◆ **TASK**: Repeat all of the data word for word so that only the pictures are missing from the copy.

◆ **DATA FOR THIS EXERCISE**:
= = = = = = =

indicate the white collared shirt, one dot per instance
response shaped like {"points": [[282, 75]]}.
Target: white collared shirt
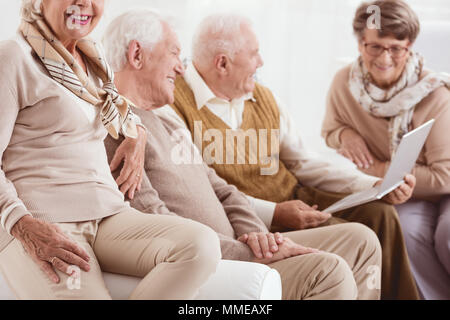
{"points": [[309, 168]]}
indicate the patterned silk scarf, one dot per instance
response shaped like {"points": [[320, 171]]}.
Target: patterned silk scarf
{"points": [[398, 102], [63, 68]]}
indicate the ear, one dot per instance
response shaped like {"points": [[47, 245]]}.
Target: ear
{"points": [[222, 64], [361, 45], [135, 55]]}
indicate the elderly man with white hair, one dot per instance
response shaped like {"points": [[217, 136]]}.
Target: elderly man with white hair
{"points": [[144, 51], [218, 98]]}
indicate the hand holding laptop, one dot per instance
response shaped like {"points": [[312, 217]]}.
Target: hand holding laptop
{"points": [[403, 192]]}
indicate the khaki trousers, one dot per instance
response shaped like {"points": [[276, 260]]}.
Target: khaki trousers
{"points": [[174, 256], [397, 280], [348, 267]]}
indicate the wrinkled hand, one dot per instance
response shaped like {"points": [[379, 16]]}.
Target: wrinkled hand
{"points": [[49, 247], [297, 215], [403, 193], [354, 148], [287, 249], [132, 153], [262, 244]]}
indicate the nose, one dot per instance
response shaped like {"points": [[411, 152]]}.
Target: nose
{"points": [[260, 61], [83, 3], [179, 68]]}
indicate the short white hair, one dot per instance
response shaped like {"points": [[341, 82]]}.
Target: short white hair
{"points": [[31, 10], [218, 34], [143, 25]]}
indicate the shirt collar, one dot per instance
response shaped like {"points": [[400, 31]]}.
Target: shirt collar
{"points": [[202, 92]]}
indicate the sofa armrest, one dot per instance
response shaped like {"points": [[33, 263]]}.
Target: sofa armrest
{"points": [[233, 280]]}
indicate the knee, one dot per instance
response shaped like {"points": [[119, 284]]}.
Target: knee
{"points": [[442, 243], [201, 246], [365, 240], [339, 277]]}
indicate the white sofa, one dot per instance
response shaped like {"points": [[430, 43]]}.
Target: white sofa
{"points": [[233, 280]]}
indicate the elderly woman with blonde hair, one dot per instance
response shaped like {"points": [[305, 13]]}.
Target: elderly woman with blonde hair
{"points": [[62, 213], [372, 103]]}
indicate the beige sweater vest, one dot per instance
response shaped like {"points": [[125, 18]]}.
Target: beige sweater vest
{"points": [[247, 158]]}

= = = = = = =

◆ **REPLY**:
indicate the white collared shirt, one dot per instance
response shaped like {"points": [[282, 75]]}.
Target: white collared shirt
{"points": [[309, 168]]}
indicate the patterned silk scarf, one dot per instance
response shaped like {"points": [[320, 171]]}.
Target: patterned silk scarf
{"points": [[398, 102], [63, 68]]}
indicate the ear, one dot per instance
response shaped like {"points": [[47, 245]]}.
Target: ear
{"points": [[222, 64], [361, 45], [135, 55]]}
indicate the elderly man with white hair, one dot per instance
response shaped like {"points": [[217, 136]]}.
Target: elderly man with white hair
{"points": [[144, 51], [218, 98]]}
indicate the hand holding laptop, one dot per instance
response shaped like {"points": [[312, 217]]}.
Target: hand holding laptop
{"points": [[403, 192]]}
indicate the khaki trousers, one dot per instance
response shaped like {"points": [[276, 260]]}.
Target: khaki trousers
{"points": [[174, 256], [397, 280], [348, 267]]}
indicate the wrinkled hand, one dot per instance
response shaped like {"points": [[379, 16]]}.
Target: wrinkled hand
{"points": [[49, 247], [297, 215], [403, 193], [354, 148], [287, 249], [132, 153], [262, 244]]}
indicate the nose, one dot per instance
response shaped like {"points": [[411, 152]]}.
Target: nose
{"points": [[260, 61], [83, 3], [179, 68]]}
indicate the short white hair, one dot per instance
response shaped like {"points": [[341, 82]]}.
Target: short white hair
{"points": [[31, 10], [218, 34], [143, 25]]}
indicate the shirt collar, one dot per instance
response shaped like {"points": [[400, 31]]}.
Target: shirt collar
{"points": [[202, 92]]}
indicate the sofa armrest, one dot per instance
response shaped like {"points": [[33, 263]]}.
Target: sofa armrest
{"points": [[233, 280]]}
indicate the knee, one dot per instance
response shaped like {"points": [[119, 284]]}.
Target: knee
{"points": [[442, 243], [201, 246], [365, 240], [339, 277]]}
indicate the white sofa, one dot per instance
response shaped like {"points": [[430, 43]]}.
Target: white sofa
{"points": [[233, 280]]}
indicate the elderly woman with blonde hair, one dot per instance
response shaped like {"points": [[305, 13]]}.
Target: elderly woman with blonde hair
{"points": [[62, 213], [372, 103]]}
indicate the beige sweater vest, one dot per instance
response shaped like {"points": [[125, 18]]}.
Target: beige sweater vest
{"points": [[247, 158]]}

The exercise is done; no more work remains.